Page excerpt:
•••••

Stories of Kindness from Around the World

A Reason To Celebrate


--by Dodo, posted Jul 7, 2012

Numbly, I left my husband, Marty, at the hospital where I had been visiting two of my children and headed for the grocery store. Since it was eleven p.m., I drove to the only store I knew was open twenty-four hours a day. I turned my car motor off and rested my head against the seat.

What a day, I thought to myself. With two of my young children in the hospital, and a third waiting at Grandma’s, I was truly spread thin. Today I had actually passed the infant CPR exam required before I could take eight-week-old Joel home from the hospital. Would I remember how to perform CPR in a moment of crisis? A cold chill ran down my spine as I debated my answer.

Exhausted, I reached for my grocery list that resembled more of a scientific equation than the food for the week. For the past several days, I’d been learning the facts about juvenile diabetes and trying to accept Jenna, my six-year-old daughter’s, diagnosis.  In addition to the CPR exam I’d spent the day reviewing how to test Jenna’s blood and give her insulin shots. Now I was buying the needed food to balance the insulin that would sustain Jenna’s life.

“Let’s go, Janet,” I mumbled to myself while sliding out of the car. “Tomorrow is the big day! Both kids are coming home from the hospital. ... It didn’t take long before my mumbling turned into a prayer.

“God, I am soooo scared! What if I make a mistake and give Jenna too much insulin, or what if I measure her food wrong, or what if she does the unmentionable—and sneaks a treat? And what about Joel’s apnea monitor? What if it goes off? What if he turns blue and I panic? What if? Oh, the consequences are certain to be great!”

With a shiver, my own thoughts startled me. Quickly, I tried to redirect my mind away from the what ifs.

Like a child doing an errand she wasn’t up for, I grabbed my purse, locked the car, and found my way inside the store. The layout of the store was different than what I was used to. Uncertain where to find what I needed, I decided to walk up and down each aisle.

•••••

Provided information:

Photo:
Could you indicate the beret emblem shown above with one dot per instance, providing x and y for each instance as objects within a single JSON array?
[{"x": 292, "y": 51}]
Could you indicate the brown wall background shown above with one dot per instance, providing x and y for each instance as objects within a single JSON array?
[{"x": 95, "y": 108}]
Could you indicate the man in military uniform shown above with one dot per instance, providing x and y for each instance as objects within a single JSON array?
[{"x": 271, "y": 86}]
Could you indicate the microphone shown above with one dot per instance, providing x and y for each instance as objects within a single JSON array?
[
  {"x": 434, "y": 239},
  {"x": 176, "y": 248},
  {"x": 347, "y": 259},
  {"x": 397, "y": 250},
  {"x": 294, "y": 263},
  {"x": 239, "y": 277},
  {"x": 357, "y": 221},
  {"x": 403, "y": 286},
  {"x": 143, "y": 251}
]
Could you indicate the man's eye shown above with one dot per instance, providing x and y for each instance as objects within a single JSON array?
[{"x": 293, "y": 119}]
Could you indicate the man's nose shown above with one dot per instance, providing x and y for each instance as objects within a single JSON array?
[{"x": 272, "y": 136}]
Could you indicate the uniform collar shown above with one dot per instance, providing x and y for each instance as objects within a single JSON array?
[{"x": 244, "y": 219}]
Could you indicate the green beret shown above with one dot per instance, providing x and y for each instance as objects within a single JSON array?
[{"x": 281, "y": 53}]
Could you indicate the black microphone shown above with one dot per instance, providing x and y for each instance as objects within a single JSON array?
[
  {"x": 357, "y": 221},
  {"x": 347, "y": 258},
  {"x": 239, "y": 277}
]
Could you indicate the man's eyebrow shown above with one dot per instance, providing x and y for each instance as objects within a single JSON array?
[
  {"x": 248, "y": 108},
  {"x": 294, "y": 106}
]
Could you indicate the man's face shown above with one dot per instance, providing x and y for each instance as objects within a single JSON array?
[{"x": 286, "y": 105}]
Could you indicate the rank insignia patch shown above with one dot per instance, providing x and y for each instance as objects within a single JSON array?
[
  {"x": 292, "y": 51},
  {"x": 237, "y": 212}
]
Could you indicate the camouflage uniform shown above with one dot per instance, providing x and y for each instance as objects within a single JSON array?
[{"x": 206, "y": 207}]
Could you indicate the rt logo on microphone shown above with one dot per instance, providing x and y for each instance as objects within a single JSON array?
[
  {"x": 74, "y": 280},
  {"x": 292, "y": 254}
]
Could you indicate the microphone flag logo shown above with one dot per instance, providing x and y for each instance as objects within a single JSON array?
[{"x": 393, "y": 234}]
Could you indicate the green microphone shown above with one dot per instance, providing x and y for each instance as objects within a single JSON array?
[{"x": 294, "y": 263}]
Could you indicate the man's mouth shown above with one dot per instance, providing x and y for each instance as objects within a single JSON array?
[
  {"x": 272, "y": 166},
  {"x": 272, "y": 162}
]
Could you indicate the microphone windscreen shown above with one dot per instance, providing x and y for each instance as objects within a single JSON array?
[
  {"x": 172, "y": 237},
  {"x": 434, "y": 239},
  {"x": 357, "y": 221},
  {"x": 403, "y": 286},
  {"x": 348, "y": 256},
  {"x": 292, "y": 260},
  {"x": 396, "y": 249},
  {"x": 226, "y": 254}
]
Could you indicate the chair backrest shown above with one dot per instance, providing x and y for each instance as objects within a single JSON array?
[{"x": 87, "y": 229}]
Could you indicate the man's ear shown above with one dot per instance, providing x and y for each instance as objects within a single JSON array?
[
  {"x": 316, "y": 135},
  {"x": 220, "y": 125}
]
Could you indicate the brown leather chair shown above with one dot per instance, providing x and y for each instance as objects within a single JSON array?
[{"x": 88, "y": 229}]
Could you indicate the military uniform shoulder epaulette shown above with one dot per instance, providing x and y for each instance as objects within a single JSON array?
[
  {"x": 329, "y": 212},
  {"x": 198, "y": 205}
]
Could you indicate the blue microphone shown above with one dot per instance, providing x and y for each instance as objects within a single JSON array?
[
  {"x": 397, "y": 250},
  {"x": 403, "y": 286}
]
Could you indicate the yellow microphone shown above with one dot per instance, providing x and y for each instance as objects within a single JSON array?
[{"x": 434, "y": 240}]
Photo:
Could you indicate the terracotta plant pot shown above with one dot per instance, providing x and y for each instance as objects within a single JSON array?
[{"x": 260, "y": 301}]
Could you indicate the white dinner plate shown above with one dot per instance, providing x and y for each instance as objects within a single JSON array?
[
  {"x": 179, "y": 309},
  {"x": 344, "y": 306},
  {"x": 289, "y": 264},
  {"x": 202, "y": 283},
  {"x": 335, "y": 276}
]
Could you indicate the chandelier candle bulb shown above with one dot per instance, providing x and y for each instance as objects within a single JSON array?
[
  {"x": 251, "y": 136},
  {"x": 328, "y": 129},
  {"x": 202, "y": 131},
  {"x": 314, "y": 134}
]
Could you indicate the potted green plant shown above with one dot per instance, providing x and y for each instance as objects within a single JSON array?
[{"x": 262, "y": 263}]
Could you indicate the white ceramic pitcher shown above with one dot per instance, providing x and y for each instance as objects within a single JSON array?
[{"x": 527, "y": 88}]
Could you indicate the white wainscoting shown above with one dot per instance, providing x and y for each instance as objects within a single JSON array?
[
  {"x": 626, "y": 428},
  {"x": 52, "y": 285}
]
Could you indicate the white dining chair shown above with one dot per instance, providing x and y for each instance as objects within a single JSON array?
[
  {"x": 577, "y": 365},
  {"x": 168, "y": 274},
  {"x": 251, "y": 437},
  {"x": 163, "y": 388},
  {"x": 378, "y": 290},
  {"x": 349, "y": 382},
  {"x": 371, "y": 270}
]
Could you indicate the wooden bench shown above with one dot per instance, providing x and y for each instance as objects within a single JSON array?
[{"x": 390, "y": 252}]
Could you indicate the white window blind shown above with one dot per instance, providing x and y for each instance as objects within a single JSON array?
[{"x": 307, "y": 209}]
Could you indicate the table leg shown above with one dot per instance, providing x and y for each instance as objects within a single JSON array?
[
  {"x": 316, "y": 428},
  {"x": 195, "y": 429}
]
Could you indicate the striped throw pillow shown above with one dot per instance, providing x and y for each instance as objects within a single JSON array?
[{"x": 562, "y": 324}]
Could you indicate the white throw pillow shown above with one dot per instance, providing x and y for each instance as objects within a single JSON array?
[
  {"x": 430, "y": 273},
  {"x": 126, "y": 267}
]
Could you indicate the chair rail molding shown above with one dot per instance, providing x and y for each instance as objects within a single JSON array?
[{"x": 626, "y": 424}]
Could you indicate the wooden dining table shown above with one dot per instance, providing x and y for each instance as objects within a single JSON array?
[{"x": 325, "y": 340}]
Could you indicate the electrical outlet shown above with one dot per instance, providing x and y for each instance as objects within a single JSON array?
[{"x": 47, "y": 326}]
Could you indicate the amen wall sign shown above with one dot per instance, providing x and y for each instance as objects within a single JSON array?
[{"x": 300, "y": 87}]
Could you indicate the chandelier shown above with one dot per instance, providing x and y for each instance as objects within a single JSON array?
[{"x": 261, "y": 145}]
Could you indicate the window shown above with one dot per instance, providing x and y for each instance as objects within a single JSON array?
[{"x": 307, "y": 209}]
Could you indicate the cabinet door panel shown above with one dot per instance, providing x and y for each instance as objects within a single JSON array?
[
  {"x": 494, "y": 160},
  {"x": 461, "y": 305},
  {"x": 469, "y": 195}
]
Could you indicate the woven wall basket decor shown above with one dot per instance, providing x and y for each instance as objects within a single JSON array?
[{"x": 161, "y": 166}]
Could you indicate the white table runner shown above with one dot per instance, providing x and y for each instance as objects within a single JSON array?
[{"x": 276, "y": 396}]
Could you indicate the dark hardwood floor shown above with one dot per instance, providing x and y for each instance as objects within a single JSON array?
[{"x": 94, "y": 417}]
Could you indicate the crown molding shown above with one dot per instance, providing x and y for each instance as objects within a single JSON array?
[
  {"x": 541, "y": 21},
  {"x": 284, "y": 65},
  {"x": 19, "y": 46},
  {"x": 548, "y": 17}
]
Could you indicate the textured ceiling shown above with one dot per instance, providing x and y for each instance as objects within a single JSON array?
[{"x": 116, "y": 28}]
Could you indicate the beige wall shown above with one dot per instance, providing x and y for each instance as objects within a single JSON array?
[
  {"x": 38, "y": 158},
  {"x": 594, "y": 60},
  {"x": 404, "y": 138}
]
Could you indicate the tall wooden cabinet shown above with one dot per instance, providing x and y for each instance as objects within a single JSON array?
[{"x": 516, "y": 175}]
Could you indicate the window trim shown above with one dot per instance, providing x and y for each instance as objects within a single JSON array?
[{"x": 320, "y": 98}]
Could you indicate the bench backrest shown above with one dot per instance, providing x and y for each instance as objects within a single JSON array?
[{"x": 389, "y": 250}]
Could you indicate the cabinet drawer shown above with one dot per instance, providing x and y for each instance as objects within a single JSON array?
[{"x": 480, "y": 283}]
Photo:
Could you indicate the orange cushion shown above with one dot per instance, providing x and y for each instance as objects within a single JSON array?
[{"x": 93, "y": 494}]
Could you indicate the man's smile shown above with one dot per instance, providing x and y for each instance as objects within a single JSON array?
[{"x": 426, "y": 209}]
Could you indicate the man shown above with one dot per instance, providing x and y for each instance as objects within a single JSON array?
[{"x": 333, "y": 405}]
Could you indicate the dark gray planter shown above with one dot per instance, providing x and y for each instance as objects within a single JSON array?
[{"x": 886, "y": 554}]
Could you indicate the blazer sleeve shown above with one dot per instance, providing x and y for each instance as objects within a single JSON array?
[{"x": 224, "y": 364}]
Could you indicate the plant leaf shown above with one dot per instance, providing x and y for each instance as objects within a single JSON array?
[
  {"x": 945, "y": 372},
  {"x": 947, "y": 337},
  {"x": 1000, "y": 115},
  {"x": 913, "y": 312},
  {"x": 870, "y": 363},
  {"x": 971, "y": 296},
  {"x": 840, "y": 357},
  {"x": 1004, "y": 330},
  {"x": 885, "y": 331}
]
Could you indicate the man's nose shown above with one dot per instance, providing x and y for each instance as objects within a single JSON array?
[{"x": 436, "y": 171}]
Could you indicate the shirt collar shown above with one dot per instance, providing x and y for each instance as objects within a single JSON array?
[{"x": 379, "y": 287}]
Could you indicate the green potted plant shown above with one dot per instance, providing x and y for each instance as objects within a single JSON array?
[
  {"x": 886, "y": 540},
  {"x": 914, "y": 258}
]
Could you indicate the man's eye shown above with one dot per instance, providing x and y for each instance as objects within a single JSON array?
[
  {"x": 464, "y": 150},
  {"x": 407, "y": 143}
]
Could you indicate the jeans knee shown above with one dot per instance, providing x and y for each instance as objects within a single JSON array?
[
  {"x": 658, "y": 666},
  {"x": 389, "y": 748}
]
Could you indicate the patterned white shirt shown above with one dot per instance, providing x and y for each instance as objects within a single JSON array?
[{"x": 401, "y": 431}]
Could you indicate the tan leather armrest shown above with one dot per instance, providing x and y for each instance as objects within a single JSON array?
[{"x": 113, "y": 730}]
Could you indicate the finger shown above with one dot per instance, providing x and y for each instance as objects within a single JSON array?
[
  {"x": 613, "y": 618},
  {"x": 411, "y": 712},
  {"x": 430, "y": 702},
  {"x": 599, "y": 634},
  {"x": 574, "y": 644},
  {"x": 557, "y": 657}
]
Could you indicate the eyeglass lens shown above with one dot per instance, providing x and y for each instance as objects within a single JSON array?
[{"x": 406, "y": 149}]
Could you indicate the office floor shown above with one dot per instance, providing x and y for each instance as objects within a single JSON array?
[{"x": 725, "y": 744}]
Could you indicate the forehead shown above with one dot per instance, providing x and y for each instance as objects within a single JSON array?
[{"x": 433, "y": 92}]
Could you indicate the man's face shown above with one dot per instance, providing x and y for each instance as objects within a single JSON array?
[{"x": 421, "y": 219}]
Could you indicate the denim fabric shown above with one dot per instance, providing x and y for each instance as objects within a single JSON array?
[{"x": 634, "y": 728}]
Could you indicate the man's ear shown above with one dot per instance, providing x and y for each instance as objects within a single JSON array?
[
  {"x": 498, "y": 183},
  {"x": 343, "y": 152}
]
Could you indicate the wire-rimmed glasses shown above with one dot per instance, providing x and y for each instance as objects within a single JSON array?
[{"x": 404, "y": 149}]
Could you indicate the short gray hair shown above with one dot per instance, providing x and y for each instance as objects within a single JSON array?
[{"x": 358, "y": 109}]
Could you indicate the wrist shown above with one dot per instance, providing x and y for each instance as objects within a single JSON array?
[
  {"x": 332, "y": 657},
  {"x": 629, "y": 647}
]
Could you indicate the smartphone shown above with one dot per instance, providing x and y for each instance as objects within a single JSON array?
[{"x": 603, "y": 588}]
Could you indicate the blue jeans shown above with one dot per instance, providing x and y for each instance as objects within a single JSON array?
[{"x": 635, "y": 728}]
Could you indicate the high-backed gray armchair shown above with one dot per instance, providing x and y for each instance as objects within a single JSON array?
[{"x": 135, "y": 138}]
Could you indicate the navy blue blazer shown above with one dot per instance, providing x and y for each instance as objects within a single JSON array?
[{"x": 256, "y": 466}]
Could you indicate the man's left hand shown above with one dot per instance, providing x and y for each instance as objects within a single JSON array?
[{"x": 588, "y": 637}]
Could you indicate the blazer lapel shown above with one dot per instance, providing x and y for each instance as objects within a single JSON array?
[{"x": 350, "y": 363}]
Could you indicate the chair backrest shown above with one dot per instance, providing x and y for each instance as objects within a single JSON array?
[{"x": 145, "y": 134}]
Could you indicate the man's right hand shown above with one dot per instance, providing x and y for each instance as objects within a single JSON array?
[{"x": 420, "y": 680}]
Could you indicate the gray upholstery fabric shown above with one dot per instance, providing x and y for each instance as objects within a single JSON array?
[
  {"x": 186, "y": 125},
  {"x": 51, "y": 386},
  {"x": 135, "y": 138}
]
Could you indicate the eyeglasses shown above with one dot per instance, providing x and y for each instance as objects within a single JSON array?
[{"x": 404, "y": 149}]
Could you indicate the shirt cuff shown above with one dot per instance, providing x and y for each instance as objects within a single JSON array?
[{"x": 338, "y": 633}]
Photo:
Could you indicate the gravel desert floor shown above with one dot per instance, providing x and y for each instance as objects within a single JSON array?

•••••

Work task A:
In the grocery-store story, what exam had the narrator passed that day?
Work task B:
Shorten the paragraph of the grocery-store story that begins "Exhausted, I reached for my grocery list" while keeping its main facts.

Written answer A:
The infant CPR exam required before she could take eight-week-old Joel home from the hospital.

Written answer B:
Worn out, I took out a grocery list that looked more like a scientific equation. For days I had been learning about juvenile diabetes and trying to accept that Jenna, my six-year-old daughter, had it. Besides taking the CPR exam, I had spent the day going over how to test Jenna's blood and give her insulin shots. Now I was buying the food needed to balance the insulin that would keep her alive.